**TASK BRIEF:**
Print every row below verbatim, leaving out the pictures.

----- DATA PROVIDED -----

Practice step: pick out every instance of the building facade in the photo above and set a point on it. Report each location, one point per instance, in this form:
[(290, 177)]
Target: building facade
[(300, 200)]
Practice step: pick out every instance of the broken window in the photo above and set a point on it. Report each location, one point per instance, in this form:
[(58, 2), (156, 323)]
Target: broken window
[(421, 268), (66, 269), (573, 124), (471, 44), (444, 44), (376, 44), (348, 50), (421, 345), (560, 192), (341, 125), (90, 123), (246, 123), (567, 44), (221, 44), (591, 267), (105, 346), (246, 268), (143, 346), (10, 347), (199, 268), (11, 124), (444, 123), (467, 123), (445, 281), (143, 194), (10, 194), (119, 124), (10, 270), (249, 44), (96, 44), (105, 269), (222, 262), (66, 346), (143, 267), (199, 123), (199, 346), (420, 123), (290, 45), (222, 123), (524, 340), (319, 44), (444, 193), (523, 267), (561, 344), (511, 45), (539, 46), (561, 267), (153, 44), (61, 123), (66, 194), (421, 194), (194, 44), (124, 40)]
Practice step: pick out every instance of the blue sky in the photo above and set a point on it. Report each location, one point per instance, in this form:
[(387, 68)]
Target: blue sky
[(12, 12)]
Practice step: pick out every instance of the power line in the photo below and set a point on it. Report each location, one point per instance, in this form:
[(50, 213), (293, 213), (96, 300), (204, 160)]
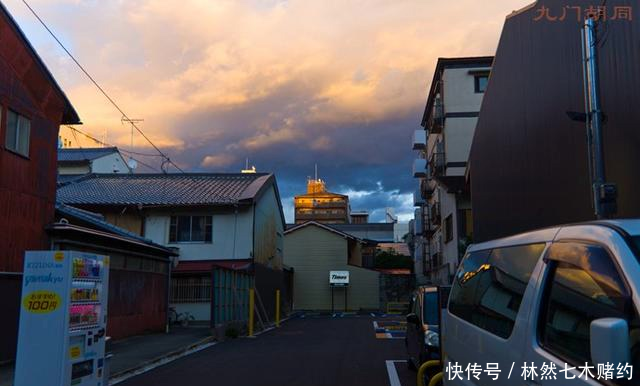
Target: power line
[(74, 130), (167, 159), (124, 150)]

-----

**COMPLETED TASK:**
Practice step: pick out every instance of the building facade in the photo above and set a point on it. Report each location, one point per instance, in this form:
[(290, 177)]
Target: building facade
[(300, 200)]
Practice step: pick out every instance of the broken window in the photo above and set a point on it. Report each location, one point per instance, in this form:
[(58, 2), (156, 323)]
Target: broken window
[(421, 268), (66, 269), (573, 124), (471, 44), (444, 44), (376, 44), (348, 50), (421, 345), (560, 192), (341, 125), (90, 123), (246, 123), (567, 44), (221, 44), (591, 267), (105, 346), (246, 268), (143, 346), (10, 347), (199, 268), (11, 124), (444, 123), (467, 123), (445, 281), (143, 194), (10, 194), (119, 124), (10, 270), (249, 44), (96, 44), (105, 269), (222, 262), (66, 346), (143, 267), (199, 123), (199, 346), (420, 123), (290, 45), (222, 123), (524, 340), (319, 44), (444, 193), (523, 267), (561, 344), (511, 45), (539, 46), (561, 267), (153, 44), (61, 123), (66, 194), (421, 194), (194, 44), (124, 40)]
Practice step: pick out every instance of the blue sky in the photo above and set a point on it. Report each location, one point per instance, in this form:
[(387, 68)]
Target: blue sky
[(12, 12)]
Practice step: pick out every instance of the power line in the photo below and set a point on it. Report each location, one point per instance, in this form:
[(50, 213), (293, 213), (96, 300), (204, 160)]
Target: power line
[(74, 130), (167, 159), (124, 150)]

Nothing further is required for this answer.